DESCRIPTION OF THE TASK: List the places that the article on glamping in Israel names as having urban rooftop glamping sites, other than Gag Eden.

BEGIN STUDY TEXT

There is also a campsite in Jerusalem’s Peace Forest which has around 150 camping spots for more traditional do-it-yourself-style camping. Tents are available for rent or guests can bring their own. Stays cost roughly NIS 80 ($23) per person per night with tent and mattress rental, or NIS 55 ($16) without.
Itay Kadish Katz, who runs the Glamping Israel company, told The Times of Israel that he’s been in the tourist business since 2012 and is now seeing an increasing desire from tourist groups to get outside of the traditional hotel experience.
Katz’s glamping sites are mostly pop-ups, often in the north, the Arava or Dead Sea region, and configured to substitute for a luxury hotel. They frequently include not just nighttime accommodation, but a full tented kitchen and bar with a chef, a jacuzzi, and a lounge area for evening entertainment.
These stays can replace or be taken alongside luxury hotel stays, offering a different experience without any sacrifice of comfort or service.
Glow Camping pitches itself as similarly luxurious, offering spa treatments, yoga, Pilates, campfire musicians, cooking workshops, jeep tours, mountain biking, and off-road trips. The company prides itself on not leaving a trace behind after it dismantles its temporary campsites.
Reports suggest that the increased interest in glamping is a global phenomenon, with the market expected to be worth $5.94 billion by 2030. This growth is being driven by a revived interest in staycations during the COVID era, as well as increasing environmental concerns, bringing more people to turn to eco-tourism, which limits the impact of their vacations on the planet.
At the moment, booking.com offers 17 luxury campsites for rent in Israel, while Airbnb has 17 yurts and over 150 glamping options. They are mostly scattered through the north, the Negev, and particularly around Mitzpe Ramon and the Dead Sea.
Procuring land for a permanent glamping site is one of the biggest challenges for entrepreneurs. While a regular tent for a family can be purchased relatively inexpensively, tents used for glamping tend to be more sophisticated and start at around NIS 6,000 ($1,736) although they can cost considerably more. Not only do they have larger open spaces for bedrooms, but they also have a more complex structure to add height and improve ventilation. At the top end of the market, they may also require floor construction, an outside deck, and air-conditioning installation, and of course there’s a need for bathroom facilities. But they remain an affordable way for those who have some spare land to offer tourist accommodation.
Millennials and Gen-Zers are the groups most frequently seeking out this form of accommodation. Commenting on her stay at one of the Dead Sea glamping resorts, visitor Yessica says that “it was an excellent option for enjoying the Dead Sea in its most natural state, with a great view, in a place that had a super-relaxing feel,” while another guest comments that you can “relax at the bar with the most beautiful outlook to the mountains… the tents are nice and comfortable with everything you need.”
Ori Chalamish at Secret Israel sees a mix of Israelis and foreign tourists looking for new and different experiences. His clients are choosing glamping in place of renting more conventional holiday apartments, and range from extended families to singles and groups of friends. He sees glamping as a major growth area, and having worked both with pop-up campsites and permanent glamping locations, is currently focusing on a new development in the south of the country.
Urban rooftop glamping remains something of a rarity worldwide. Gag Eden joins a fairly exclusive club of sites in Melbourne, Manhattan, South Korea and Switzerland. But with some enterprising owners looking at offering long-term tent rentals on their roofs, it may only be a matter of time before we see more tourist accommodation available at roof level.

END STUDY TEXT
BEGIN DATA SHOWN

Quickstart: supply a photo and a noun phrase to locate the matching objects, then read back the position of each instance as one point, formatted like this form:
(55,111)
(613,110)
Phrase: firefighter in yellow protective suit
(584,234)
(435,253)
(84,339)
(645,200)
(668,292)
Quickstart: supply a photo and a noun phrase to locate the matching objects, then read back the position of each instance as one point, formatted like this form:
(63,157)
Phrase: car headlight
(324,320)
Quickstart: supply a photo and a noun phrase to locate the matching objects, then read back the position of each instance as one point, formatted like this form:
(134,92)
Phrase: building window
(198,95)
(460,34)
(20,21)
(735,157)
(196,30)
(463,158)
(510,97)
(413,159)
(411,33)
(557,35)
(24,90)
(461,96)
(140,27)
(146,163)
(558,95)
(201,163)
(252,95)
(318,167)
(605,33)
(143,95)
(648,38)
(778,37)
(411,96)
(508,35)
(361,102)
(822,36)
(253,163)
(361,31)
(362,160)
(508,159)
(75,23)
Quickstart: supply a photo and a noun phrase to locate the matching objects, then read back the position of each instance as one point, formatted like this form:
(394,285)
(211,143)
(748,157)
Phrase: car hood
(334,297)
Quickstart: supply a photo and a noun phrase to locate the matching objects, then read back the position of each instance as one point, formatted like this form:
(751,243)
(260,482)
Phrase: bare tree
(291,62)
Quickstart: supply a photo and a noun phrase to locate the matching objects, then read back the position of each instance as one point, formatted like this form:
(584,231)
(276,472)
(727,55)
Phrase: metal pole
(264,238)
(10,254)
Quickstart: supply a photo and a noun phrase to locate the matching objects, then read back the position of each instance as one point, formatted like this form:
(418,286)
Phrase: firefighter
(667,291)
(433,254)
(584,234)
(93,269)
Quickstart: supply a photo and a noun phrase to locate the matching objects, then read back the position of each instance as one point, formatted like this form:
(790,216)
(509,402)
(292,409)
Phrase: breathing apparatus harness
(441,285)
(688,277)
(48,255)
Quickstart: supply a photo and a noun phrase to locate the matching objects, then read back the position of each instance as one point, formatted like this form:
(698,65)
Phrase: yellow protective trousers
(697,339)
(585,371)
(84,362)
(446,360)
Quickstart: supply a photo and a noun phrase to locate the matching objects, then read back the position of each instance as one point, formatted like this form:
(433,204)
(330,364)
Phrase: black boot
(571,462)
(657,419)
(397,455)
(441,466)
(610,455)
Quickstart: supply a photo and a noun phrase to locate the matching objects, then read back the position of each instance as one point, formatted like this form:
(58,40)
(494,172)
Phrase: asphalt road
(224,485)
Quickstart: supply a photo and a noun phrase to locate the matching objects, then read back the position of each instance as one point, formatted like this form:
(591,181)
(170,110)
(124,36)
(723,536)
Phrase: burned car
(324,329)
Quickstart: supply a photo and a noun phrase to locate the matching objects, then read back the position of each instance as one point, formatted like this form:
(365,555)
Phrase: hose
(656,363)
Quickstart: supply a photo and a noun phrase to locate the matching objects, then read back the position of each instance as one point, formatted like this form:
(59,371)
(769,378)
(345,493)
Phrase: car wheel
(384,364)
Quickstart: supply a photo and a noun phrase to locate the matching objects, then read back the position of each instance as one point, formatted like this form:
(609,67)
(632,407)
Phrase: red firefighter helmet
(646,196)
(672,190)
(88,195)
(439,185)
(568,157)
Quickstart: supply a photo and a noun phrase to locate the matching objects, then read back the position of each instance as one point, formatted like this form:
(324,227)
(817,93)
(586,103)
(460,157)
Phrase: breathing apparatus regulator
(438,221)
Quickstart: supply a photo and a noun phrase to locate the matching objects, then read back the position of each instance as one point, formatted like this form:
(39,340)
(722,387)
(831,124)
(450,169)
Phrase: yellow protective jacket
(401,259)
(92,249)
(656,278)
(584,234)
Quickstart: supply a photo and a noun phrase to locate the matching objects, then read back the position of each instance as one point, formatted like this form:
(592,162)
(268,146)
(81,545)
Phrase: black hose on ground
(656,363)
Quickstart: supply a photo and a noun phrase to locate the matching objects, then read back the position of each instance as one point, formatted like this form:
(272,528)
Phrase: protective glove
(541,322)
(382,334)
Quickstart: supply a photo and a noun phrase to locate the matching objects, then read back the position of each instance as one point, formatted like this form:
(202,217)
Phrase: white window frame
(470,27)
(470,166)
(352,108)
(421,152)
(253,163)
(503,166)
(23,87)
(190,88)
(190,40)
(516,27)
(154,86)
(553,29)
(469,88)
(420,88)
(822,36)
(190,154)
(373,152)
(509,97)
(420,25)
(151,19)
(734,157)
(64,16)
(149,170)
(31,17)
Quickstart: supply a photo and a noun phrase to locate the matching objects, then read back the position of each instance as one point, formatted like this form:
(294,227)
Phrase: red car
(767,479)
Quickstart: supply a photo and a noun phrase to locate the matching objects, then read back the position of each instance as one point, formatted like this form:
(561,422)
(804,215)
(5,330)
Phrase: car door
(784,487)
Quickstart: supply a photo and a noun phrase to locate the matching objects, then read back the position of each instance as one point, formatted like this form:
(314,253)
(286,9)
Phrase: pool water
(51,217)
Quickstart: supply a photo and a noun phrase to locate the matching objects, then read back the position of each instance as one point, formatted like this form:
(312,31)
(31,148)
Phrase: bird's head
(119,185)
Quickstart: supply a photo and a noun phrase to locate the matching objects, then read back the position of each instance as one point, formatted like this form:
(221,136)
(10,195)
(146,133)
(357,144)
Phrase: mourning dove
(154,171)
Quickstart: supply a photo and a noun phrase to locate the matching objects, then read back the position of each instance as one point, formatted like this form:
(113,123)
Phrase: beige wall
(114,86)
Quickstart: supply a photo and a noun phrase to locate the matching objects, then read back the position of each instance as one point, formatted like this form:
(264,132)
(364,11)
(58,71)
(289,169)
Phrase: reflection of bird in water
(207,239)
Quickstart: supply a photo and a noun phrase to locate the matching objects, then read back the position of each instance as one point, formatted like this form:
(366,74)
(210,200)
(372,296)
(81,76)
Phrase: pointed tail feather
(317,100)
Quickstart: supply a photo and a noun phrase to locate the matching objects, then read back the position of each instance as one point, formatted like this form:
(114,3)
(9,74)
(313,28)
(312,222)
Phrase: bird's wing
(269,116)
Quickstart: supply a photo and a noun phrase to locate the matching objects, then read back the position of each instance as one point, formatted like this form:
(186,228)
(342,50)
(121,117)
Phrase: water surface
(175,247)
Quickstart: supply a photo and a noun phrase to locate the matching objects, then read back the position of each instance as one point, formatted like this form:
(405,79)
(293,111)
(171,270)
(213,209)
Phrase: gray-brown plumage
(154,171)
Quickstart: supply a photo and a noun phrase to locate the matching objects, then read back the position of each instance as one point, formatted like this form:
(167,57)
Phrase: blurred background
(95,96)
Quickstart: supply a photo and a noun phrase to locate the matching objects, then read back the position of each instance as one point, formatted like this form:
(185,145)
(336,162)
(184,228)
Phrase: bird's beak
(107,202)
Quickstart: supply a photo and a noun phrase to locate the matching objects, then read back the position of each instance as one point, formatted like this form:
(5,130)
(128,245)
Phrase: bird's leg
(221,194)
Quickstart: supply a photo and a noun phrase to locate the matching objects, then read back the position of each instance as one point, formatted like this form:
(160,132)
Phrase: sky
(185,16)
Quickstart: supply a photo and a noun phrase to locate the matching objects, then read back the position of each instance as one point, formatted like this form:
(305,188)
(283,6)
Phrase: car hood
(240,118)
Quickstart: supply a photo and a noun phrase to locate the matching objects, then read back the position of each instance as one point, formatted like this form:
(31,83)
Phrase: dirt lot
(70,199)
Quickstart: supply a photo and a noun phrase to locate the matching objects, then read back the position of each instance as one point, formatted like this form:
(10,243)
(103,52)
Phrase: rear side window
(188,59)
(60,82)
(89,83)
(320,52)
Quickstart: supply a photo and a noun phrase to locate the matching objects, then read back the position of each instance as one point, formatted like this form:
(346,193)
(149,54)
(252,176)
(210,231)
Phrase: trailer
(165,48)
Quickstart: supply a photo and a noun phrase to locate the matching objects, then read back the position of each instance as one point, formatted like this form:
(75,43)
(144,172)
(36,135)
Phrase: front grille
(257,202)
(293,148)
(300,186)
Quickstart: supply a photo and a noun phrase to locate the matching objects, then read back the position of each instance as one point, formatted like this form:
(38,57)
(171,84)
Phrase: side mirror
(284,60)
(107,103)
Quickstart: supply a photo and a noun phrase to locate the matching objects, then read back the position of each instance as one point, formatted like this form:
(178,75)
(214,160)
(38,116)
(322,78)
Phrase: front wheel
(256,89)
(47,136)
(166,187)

END DATA SHOWN
BEGIN DATA SHOWN

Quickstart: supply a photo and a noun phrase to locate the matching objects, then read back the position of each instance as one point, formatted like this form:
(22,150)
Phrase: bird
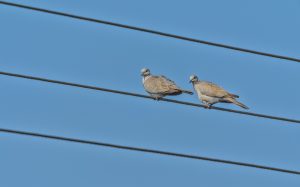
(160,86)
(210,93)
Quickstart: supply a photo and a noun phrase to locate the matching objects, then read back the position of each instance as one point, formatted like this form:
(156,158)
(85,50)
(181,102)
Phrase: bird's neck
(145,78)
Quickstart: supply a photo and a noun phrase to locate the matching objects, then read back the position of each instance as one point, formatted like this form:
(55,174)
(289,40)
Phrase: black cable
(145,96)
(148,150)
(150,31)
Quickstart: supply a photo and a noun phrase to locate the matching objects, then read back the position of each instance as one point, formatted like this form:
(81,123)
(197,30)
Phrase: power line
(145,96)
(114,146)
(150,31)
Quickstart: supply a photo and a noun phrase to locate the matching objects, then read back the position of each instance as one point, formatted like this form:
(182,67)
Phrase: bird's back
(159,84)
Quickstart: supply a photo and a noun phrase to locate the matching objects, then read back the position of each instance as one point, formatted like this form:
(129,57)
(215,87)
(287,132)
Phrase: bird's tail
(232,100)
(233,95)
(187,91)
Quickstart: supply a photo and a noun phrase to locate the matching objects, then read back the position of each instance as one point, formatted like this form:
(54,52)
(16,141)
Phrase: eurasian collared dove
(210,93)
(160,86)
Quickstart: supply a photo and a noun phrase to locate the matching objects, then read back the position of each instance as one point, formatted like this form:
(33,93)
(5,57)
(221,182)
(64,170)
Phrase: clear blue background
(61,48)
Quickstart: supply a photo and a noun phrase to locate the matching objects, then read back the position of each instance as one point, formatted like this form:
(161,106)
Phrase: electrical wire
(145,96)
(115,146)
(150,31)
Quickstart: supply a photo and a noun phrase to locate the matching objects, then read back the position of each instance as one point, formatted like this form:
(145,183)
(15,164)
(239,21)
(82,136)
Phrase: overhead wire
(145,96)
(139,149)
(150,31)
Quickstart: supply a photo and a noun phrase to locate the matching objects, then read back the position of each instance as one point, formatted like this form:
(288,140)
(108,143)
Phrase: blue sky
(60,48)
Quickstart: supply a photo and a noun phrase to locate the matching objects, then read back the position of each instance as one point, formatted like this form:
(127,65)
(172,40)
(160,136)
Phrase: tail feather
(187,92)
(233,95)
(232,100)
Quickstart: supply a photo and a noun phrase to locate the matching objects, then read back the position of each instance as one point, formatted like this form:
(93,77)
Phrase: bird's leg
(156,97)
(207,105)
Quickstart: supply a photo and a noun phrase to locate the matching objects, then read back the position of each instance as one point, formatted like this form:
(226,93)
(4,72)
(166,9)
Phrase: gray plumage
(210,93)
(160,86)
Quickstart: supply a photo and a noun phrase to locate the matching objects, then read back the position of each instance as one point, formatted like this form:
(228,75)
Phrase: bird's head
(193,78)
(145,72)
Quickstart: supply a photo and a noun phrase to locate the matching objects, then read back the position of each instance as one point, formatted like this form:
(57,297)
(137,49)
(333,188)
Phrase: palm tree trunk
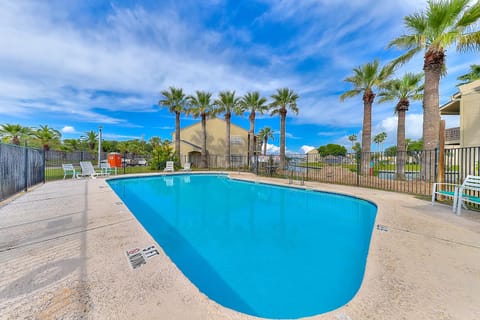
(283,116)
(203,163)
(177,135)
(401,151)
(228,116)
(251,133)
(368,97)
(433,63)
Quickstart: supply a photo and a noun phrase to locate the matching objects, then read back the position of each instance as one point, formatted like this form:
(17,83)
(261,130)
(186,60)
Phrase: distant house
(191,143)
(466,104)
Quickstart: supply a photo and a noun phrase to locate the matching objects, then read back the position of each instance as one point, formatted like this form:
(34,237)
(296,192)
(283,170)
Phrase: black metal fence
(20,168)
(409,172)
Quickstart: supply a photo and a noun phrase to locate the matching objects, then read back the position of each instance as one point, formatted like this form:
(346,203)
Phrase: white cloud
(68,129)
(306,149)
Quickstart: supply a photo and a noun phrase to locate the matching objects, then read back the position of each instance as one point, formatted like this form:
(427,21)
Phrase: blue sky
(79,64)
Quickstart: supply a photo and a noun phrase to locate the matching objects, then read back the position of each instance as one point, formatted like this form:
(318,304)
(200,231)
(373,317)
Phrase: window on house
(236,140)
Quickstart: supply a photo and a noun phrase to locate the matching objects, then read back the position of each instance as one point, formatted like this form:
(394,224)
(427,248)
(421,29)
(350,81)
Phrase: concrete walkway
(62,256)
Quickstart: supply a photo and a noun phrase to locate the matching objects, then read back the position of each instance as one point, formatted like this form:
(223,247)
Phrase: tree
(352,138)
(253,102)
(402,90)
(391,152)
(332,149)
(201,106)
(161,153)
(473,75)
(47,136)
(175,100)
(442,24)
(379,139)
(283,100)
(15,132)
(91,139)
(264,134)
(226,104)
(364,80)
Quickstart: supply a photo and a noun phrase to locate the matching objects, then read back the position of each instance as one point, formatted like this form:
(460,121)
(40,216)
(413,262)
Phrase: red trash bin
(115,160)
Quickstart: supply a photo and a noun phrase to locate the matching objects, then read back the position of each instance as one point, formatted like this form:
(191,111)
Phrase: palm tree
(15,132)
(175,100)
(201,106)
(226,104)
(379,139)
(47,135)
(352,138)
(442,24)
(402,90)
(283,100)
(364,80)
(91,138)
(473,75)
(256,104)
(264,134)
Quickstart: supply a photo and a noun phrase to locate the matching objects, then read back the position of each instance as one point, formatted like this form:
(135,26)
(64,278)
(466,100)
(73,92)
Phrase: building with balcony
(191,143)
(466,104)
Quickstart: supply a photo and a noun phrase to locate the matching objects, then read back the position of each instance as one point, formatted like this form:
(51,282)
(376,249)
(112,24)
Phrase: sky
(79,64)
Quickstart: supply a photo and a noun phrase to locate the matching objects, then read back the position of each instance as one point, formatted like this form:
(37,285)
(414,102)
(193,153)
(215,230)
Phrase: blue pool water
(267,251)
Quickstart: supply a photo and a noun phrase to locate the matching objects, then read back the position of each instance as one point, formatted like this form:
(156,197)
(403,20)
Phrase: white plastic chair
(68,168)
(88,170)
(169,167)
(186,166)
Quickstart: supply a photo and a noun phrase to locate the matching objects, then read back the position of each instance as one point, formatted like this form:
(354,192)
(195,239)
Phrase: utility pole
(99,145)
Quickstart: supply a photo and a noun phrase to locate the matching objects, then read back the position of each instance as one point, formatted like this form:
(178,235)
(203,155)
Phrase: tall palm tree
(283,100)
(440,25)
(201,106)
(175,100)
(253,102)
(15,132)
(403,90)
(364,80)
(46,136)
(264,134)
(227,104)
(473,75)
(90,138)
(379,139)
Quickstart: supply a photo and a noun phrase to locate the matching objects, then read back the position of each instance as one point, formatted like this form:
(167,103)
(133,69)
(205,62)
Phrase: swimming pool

END DATA SHOWN
BEGIN DATA SHOWN

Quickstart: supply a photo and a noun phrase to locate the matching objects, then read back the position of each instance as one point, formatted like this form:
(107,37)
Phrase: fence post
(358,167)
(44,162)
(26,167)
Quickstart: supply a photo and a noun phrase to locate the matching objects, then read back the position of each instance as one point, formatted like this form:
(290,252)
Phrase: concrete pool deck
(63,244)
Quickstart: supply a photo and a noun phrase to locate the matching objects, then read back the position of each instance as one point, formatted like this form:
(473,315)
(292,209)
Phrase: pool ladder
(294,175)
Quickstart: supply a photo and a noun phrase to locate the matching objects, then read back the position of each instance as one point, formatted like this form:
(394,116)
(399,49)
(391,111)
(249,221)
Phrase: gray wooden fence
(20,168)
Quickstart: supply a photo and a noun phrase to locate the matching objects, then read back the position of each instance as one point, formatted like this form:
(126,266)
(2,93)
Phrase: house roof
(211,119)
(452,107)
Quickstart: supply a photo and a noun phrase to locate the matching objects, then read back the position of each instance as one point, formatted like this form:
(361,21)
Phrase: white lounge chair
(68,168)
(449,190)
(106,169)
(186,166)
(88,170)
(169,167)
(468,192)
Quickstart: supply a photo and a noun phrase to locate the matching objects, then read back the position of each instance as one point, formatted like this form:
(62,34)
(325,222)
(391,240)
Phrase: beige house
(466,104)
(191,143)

END DATA SHOWN

RESPONSE: Melbourne, Manhattan, South Korea, Switzerland